## START

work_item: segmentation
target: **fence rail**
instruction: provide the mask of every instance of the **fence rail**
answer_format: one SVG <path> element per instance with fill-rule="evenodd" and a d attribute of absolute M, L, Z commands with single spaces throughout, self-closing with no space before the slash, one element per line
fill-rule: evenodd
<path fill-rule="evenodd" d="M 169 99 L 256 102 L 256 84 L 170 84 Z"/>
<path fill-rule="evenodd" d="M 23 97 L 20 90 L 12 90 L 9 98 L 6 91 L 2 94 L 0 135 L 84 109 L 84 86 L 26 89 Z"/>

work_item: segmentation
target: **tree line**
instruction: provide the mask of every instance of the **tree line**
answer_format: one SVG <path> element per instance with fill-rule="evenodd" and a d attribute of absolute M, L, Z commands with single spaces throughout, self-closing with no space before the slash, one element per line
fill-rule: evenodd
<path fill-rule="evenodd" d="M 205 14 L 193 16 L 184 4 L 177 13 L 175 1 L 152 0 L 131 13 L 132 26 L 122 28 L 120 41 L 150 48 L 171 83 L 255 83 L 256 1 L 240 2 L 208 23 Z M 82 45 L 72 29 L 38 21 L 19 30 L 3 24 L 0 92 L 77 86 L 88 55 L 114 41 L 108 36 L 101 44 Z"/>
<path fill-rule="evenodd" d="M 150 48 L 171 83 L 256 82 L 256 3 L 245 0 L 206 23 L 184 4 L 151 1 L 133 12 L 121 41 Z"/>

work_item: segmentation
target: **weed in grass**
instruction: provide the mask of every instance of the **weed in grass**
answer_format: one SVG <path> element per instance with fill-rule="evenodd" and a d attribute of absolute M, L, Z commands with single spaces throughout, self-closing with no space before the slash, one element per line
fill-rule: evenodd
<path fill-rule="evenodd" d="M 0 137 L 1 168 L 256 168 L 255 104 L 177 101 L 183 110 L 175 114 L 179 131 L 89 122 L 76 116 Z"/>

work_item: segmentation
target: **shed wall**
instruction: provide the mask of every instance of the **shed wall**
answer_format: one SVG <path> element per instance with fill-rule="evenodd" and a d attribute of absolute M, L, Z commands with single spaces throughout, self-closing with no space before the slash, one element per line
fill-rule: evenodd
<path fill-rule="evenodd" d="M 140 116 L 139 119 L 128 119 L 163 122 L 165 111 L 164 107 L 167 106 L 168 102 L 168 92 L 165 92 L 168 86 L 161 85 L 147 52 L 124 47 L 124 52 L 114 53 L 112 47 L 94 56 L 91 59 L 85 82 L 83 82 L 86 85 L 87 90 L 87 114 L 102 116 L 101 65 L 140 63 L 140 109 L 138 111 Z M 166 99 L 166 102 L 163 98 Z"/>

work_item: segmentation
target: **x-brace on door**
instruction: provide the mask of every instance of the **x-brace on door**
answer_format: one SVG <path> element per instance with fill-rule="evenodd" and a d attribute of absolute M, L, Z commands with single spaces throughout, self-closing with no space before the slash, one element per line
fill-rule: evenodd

## END

**What is needed**: Collect every line of the items above that contains the word "door".

**Completed exercise**:
target: **x-brace on door**
instruction: provide the mask of every instance of the **x-brace on door**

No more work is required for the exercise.